= Instrucciones de trabajo =
**a.** Imprima sin cambios el pasaje del texto sobre Carl Schmitt que va desde "Sin embargo, la" hasta "pueden ser catastróficas.".
**b.** Proporcione lo que sigue al texto sobre Carl Schmitt, comenzando justo después de su última oración.

= Fragmento de lectura =
◆ ◆ ◆ ◆ ◆

Alguna vez Carl Schmitt se definió a sí mismo como un “cuervo blanco, que no falta en ninguna lista negra”. Sin embargo, hace rato que las cosas han cambiado drásticamente. Hoy los padres duermen a sus hijos hablándoles de Schmitt y de “lo político”, y su obra se ha convertido en lectura obligatoria en casi todas las universidades del mundo. Schmitt ha dejado de ser perseguido e incluso tolerado para convertirse en religión oficial. Sin embargo, como ocurre a menudo, la religión oficial se presta a varios malentendidos.

LAS DOS CARAS DE LO POLÍTICO

“La distinción específicamente política, a la cual se dejan reducir las acciones y motivos políticos, es la distinción de amigo y enemigo” (El Concepto de lo Político [a partir de ahora CdP], # 2). Es por frases como estas que mucha gente se negaba a leer a Schmitt porque, como dice Woody Allen en “Misterioso asesinato en Manhattan”, temían que al hacerlo les diera ganas de invadir Polonia.

Sin embargo, la distinción amigo-enemigo—epítome del concepto de lo político y que no fue inventada por Schmitt sino por el republicanismo clásico—solo quiere expresar la idea de que el razonamiento político es autónomo. Si nos interesa razonar políticamente debemos evitar juridificar o moralizar lo político. Por supuesto, tampoco debemos exagerar la autonomía de lo político. Schmitt no solo era un teórico del conflicto sino que además siempre estuvo interesado en la autoridad del derecho y toda su vida se entendió a sí mismo como un jurista. En segundo lugar, la tesis de la autonomía de lo político es moralmente preferible, ya que si no le prestamos atención las consecuencias pueden ser catastróficas.

Empecemos por el conflicto. Schmitt afirma que “todos los conceptos, ideas y palabras políticas tienen un sentido polémico”. El razonamiento político siempre es una acción que tiene lugar en oposición a algo o a alguien, es decir, un enemigo. Conceptos tales como Estado, república, soberanía, Estado de Derecho, etc., son incomprensibles si no sabemos contra qué o quiénes han sido empleados (CdP, # 3).

Dado que el conflicto político es autónomo respecto a consideraciones morales, quienes se ven enfrentados en una discusión genuinamente política no adolecen por ello de defectos morales o psicológicos, ya que en tal caso no habría un debate, sino que uno tendría razón o sería moralmente superior y el otro estaría equivocado o sería un inmoral. Por supuesto, el punto no es que no existan los que están equivocados o los inmorales, sino que en tal caso la cuestión ya no sería política, o si lo fuera eso se debería a sus efectos, pero no a que exista un debate genuino al respecto.

◆ ◆ ◆ ◆ ◆

= Filas de datos =
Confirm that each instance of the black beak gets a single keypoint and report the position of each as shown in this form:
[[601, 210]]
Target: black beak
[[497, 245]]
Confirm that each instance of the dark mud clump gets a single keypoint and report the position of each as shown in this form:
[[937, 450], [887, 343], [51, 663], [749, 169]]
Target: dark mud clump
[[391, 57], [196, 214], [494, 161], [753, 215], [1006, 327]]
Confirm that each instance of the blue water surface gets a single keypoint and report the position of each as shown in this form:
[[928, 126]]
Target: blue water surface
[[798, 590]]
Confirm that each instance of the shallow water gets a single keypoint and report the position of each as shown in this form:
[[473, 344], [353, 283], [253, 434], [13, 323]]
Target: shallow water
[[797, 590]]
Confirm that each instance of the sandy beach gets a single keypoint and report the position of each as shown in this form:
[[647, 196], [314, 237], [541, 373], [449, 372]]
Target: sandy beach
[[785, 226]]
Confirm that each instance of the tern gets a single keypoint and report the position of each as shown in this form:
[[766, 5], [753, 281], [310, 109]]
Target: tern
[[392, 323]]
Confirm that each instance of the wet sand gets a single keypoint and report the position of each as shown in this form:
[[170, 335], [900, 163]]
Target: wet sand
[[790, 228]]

◆ ◆ ◆ ◆ ◆

= Resultados del ejercicio =
**a.**
Sin embargo, la distinción amigo-enemigo—epítome del concepto de lo político y que no fue inventada por Schmitt sino por el republicanismo clásico—solo quiere expresar la idea de que el razonamiento político es autónomo. Si nos interesa razonar políticamente debemos evitar juridificar o moralizar lo político. Por supuesto, tampoco debemos exagerar la autonomía de lo político. Schmitt no solo era un teórico del conflicto sino que además siempre estuvo interesado en la autoridad del derecho y toda su vida se entendió a sí mismo como un jurista. En segundo lugar, la tesis de la autonomía de lo político es moralmente preferible, ya que si no le prestamos atención las consecuencias pueden ser catastróficas.

**b.**
Como lo político es esencialmente conflicto, a menos que seamos anarquistas vamos a necesitar una teoría de la autoridad—que suele venir en un envase jurídico—para resolver o al menos canalizar el desacuerdo. Es por eso que no es casualidad que casi al mismo tiempo (1928) que apareciera la primera edición de El Concepto de lo Político, la misma editorial, Duncker & Humblot, también publicó un gran candidato a ser el opus magnum de Schmitt, la Doctrina de la Constitución.

Como lo político es esencialmente conflicto, a menos que seamos anarquistas vamos a necesitar una teoría de la autoridad—que suele venir en un envase jurídico—para resolver o al menos canalizar el desacuerdo.

Como explica Schmitt al final de su Teología Política, para el anarquista “todo gobierno es una dictadura”. Es más, “toda pretensión de una decisión debe ser malvada para el anarquista porque lo correcto resulta por sí mismo”. No hay nada que decidir ya que no existen alternativas ni desacuerdos genuinos. A lo sumo, un anarquista estaría dispuesto a conceder que del hecho de que el Estado haya dispuesto algo no se sigue que haya que desobedecerlo. A veces, hasta el Estado puede tener razón. Pero si el Estado solo nos recomendara qué hacer entonces no tendría autoridad. Parafraseando al Martín Fierro, un Estado que da consejos más que Estado es un amigo.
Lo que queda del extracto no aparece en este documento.